> **PROBLEM DETAILS**: Start with the line containing "grass lawn with" and write out each line through the end of the listing, exactly as given.

> **DATASET EXCERPTS**:
** BEGIN **
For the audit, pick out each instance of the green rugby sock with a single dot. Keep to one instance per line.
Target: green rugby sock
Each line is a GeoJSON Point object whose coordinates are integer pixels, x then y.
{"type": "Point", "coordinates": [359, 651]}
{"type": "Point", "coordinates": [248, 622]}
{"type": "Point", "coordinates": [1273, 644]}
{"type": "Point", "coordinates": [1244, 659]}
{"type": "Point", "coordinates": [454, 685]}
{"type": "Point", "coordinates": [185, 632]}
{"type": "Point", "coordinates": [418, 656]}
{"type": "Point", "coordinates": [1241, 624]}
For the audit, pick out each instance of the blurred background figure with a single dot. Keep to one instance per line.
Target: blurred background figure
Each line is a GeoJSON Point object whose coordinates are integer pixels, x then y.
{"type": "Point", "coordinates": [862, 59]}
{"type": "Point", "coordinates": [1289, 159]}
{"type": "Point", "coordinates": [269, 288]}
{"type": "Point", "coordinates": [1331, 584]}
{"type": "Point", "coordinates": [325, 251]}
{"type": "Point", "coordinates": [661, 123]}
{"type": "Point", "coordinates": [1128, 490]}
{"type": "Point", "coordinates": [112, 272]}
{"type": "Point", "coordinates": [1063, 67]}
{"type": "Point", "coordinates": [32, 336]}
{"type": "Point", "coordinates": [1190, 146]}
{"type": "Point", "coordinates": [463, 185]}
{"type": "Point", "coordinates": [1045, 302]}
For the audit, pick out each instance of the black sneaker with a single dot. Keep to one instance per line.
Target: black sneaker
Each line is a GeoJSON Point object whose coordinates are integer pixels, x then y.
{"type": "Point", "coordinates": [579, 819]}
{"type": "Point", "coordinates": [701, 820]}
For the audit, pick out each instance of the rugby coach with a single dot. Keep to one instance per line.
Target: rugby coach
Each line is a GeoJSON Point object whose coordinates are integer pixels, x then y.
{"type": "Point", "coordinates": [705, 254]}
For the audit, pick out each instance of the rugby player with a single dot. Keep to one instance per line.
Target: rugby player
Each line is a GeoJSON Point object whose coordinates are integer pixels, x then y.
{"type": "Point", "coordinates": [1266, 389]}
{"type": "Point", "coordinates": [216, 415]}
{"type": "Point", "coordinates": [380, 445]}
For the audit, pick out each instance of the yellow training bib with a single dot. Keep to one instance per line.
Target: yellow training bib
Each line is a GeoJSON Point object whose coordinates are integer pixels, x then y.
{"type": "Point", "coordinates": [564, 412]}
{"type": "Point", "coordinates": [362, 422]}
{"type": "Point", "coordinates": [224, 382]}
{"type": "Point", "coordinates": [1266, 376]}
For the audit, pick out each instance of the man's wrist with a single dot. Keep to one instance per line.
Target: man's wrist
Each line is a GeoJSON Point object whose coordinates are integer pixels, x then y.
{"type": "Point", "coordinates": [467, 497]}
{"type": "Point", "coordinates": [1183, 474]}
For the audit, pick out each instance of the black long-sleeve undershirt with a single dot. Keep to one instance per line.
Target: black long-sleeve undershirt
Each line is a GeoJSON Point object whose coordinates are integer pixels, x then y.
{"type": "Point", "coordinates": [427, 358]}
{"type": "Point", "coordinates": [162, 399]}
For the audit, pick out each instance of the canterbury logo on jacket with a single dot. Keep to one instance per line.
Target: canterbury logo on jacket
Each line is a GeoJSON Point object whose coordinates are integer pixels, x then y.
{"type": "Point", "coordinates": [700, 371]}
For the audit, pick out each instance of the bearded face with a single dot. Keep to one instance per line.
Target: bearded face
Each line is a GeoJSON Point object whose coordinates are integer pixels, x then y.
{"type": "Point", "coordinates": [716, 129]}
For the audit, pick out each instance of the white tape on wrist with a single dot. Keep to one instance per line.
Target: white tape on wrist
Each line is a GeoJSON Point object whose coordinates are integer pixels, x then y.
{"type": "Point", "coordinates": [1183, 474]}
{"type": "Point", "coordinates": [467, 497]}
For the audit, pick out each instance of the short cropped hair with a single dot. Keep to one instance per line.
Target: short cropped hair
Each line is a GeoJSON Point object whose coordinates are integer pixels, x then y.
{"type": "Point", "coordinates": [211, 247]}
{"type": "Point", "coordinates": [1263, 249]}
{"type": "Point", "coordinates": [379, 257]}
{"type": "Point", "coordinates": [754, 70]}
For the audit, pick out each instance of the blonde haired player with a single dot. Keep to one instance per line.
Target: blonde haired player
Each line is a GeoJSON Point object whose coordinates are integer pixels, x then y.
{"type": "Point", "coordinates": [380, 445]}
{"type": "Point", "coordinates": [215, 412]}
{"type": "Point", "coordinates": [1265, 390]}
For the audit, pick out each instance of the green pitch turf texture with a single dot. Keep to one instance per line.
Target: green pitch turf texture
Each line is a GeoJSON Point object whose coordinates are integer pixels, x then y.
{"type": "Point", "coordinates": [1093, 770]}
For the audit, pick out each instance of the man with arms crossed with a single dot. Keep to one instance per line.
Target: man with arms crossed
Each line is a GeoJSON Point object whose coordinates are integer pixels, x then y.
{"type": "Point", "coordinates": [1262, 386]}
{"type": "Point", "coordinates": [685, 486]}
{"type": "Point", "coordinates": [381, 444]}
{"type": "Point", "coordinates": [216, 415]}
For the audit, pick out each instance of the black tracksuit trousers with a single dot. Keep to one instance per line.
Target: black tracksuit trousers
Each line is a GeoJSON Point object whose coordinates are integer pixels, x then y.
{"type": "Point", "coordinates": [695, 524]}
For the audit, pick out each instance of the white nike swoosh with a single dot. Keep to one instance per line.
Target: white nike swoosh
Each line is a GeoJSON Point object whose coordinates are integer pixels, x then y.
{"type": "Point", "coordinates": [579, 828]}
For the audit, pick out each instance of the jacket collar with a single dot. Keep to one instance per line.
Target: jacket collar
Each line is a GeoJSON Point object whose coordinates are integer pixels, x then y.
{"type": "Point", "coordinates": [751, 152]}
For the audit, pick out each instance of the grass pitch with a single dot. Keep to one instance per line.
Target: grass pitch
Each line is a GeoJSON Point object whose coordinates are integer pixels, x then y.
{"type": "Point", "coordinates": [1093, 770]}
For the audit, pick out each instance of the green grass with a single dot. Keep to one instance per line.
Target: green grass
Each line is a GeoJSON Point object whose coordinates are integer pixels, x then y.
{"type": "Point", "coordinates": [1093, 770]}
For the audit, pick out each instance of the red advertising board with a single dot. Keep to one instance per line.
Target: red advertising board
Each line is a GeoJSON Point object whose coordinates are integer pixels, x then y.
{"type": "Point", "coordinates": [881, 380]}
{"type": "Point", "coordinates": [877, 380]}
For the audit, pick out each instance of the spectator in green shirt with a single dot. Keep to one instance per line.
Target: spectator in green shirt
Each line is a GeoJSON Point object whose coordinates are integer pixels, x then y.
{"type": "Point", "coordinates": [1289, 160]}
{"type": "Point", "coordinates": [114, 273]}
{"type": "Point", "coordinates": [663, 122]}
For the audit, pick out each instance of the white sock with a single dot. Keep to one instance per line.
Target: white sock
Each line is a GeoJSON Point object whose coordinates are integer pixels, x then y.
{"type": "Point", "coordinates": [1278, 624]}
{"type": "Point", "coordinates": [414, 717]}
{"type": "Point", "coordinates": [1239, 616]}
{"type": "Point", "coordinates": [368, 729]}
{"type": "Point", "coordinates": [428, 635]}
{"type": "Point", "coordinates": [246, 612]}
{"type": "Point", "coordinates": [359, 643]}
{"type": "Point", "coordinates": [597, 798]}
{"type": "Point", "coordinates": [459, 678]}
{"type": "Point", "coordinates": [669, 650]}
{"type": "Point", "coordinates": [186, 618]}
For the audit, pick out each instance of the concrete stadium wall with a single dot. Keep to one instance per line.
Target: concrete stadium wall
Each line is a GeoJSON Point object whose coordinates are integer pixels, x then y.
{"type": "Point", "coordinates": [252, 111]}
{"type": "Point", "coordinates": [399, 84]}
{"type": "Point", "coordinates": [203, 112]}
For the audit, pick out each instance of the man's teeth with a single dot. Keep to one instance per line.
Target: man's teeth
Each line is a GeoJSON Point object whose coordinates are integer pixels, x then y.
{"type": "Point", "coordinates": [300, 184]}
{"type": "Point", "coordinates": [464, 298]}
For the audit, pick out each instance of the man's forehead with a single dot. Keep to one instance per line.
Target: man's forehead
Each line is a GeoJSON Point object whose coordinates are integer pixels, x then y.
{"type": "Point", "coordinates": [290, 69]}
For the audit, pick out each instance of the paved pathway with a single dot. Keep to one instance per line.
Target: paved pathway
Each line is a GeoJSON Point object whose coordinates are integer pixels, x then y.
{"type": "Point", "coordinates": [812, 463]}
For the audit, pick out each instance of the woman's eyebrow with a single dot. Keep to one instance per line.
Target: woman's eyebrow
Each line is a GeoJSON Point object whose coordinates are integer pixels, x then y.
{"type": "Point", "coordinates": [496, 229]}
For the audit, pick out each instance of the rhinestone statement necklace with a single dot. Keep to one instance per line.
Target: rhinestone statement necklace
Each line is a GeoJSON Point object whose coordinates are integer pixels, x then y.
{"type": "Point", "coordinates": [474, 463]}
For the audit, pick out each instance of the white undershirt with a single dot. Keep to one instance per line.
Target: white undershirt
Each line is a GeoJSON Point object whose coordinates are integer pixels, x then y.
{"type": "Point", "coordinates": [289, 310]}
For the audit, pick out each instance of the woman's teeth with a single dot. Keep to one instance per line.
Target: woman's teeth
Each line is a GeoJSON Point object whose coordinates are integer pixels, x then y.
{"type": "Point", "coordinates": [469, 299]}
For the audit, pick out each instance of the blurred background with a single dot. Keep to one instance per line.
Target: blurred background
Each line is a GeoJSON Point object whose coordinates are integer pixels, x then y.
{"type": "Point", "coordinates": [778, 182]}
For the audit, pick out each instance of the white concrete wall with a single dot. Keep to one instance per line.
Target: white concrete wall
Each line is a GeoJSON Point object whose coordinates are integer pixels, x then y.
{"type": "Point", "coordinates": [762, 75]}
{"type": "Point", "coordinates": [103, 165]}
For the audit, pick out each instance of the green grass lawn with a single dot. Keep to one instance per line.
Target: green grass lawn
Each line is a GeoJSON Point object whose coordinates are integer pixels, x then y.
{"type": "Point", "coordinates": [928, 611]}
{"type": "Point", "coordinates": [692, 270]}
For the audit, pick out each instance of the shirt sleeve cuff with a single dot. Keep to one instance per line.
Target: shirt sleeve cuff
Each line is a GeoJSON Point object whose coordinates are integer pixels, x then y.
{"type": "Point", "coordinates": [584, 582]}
** END **
> **ANSWER**:
For the audit, pick out each instance of the green grass lawn with a single dot. Keep to one instance per line.
Target: green grass lawn
Each line is a GeoJSON Point object whose coordinates are integer pixels, x then y.
{"type": "Point", "coordinates": [928, 611]}
{"type": "Point", "coordinates": [692, 270]}
For the audit, pick out each instance of the shirt sleeve cuff with a single dot. Keep to one instance per line.
Target: shirt sleeve cuff
Each line is a GeoJSON Point object whose coordinates are integer pixels, x then y.
{"type": "Point", "coordinates": [584, 582]}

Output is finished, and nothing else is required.